Read through the records below and copy each line that uses the word "water".

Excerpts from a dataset
^^^^^^^^^^^^^^^^

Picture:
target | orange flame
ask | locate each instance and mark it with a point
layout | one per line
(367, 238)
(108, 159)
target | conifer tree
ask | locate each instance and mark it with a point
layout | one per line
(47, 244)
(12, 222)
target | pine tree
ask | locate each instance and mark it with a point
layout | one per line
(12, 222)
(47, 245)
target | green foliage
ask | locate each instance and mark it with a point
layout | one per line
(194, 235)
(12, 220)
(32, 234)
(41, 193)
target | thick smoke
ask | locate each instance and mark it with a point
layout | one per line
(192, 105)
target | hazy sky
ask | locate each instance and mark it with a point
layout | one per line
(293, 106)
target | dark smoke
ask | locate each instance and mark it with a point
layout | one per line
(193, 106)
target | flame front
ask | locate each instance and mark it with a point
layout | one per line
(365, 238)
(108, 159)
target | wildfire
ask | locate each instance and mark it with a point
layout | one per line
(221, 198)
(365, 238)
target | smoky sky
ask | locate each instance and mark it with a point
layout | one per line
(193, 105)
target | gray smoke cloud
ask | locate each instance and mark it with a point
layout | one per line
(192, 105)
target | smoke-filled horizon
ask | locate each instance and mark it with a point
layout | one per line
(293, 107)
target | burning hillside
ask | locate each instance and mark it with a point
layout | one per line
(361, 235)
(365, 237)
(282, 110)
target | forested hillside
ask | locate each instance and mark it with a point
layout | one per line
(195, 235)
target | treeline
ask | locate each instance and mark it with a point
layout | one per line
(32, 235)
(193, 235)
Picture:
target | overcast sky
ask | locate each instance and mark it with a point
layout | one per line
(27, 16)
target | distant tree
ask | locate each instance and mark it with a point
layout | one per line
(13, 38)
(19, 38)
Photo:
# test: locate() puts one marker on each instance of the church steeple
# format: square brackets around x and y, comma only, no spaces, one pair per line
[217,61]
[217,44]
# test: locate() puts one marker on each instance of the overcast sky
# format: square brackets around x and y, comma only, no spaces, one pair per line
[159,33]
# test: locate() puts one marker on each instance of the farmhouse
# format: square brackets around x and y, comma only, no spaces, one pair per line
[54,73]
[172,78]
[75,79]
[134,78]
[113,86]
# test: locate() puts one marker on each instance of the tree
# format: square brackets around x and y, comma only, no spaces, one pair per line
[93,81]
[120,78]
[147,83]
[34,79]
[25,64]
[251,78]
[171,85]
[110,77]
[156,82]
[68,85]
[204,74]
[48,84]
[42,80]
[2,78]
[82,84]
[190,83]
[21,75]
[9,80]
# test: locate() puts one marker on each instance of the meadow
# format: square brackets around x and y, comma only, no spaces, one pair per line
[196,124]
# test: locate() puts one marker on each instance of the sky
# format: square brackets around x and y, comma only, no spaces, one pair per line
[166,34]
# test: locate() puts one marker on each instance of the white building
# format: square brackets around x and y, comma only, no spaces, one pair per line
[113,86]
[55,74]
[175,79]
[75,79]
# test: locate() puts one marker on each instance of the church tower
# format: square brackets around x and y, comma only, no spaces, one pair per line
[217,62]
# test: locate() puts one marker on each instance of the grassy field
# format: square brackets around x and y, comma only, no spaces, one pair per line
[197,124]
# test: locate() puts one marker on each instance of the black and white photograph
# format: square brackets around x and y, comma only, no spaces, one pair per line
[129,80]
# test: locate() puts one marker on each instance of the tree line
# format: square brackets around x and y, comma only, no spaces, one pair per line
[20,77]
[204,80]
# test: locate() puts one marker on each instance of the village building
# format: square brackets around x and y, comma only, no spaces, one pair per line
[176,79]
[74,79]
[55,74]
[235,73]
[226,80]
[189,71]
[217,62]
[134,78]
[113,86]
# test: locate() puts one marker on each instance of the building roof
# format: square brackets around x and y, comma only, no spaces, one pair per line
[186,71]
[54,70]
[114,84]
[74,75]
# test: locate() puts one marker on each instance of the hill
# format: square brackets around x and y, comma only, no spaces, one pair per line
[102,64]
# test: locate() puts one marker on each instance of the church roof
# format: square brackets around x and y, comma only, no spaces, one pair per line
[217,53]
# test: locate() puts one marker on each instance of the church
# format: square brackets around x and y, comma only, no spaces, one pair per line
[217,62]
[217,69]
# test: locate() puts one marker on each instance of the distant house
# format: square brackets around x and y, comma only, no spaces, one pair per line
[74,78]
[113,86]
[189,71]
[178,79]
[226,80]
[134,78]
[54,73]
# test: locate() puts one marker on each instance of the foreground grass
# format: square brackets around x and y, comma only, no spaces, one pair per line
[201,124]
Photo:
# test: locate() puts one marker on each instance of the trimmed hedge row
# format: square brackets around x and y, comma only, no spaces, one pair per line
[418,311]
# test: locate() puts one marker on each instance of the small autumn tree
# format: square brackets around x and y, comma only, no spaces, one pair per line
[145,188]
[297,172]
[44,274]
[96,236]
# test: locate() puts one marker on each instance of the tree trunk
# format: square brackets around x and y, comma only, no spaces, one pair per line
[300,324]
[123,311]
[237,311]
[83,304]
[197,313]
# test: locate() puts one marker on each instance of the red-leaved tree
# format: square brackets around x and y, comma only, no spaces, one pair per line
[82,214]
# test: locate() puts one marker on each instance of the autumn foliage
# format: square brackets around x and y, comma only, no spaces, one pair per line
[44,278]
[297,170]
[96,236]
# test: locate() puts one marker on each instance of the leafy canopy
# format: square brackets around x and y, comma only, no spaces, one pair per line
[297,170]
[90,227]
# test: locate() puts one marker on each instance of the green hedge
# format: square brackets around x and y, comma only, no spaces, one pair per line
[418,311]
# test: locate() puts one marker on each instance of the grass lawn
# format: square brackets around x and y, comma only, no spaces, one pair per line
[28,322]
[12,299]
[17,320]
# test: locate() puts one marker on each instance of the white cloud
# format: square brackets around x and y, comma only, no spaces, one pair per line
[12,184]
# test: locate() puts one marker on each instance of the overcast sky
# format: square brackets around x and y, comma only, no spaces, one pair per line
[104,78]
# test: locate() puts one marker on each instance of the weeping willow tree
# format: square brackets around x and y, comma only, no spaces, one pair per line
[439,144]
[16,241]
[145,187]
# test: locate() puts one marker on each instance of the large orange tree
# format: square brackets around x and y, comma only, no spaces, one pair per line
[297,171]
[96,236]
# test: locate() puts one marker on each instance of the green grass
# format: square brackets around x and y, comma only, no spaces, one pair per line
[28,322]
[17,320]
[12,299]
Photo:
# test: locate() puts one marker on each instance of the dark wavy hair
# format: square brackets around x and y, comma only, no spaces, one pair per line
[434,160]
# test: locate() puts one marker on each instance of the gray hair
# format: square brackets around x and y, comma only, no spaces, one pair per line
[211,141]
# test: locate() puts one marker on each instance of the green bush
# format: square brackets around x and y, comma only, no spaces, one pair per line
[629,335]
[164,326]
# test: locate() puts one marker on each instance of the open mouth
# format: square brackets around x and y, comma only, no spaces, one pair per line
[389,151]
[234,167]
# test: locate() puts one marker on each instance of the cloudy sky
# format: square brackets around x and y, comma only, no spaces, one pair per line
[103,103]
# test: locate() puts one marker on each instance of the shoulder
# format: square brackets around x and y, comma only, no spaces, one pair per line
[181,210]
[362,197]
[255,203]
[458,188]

^^^^^^^^^^^^^^^^

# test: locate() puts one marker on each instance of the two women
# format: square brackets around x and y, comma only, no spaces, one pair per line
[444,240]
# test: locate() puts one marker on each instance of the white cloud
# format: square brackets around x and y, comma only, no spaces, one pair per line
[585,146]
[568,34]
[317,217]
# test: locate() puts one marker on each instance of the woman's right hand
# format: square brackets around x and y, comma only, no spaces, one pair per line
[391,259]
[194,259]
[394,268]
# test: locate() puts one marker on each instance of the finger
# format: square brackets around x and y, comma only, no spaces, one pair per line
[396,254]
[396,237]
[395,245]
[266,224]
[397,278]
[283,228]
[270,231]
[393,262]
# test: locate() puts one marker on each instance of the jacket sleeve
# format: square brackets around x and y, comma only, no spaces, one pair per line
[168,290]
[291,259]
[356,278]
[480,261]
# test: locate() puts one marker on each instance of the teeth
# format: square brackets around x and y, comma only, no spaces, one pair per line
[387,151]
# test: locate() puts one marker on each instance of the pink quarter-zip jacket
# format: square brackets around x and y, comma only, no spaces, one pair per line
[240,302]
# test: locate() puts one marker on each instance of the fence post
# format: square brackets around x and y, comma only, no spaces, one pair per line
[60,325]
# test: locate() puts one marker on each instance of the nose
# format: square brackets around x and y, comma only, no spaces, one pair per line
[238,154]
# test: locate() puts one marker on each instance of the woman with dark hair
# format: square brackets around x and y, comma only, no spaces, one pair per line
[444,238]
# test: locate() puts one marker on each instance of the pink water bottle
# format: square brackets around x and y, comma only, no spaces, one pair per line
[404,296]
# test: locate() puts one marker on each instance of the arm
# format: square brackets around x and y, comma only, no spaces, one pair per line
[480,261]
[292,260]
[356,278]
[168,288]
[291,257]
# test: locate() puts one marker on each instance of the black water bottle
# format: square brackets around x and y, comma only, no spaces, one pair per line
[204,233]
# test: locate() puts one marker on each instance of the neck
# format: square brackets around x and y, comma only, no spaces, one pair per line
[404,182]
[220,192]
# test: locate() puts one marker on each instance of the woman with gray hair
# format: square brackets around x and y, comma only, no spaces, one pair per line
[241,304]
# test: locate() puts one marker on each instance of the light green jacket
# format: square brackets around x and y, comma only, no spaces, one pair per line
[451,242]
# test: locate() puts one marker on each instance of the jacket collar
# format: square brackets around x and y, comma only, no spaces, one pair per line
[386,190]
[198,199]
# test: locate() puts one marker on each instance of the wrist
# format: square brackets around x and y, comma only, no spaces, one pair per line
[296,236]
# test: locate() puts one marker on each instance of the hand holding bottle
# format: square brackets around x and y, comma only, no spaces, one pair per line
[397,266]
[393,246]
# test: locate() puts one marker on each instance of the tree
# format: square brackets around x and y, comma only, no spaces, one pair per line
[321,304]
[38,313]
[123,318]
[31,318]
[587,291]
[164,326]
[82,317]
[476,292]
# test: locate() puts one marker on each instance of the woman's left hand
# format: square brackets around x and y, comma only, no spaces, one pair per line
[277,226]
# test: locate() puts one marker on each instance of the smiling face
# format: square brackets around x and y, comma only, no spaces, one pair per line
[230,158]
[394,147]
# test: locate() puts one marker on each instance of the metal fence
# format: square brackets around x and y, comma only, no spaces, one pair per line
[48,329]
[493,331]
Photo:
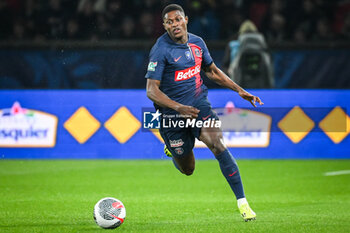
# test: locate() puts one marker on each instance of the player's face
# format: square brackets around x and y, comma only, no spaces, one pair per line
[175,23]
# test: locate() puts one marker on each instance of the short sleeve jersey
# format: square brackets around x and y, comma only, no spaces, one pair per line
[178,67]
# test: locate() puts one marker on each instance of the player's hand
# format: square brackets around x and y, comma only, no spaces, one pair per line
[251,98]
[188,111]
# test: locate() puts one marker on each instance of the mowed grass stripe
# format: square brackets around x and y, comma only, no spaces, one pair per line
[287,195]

^^^^^^^^^^^^^^^^

> **Response to the exercise**
# test: locate() puts one marker on each instance of the pink water bottle
# test: locate() puts one marker on each instance of the black water bottle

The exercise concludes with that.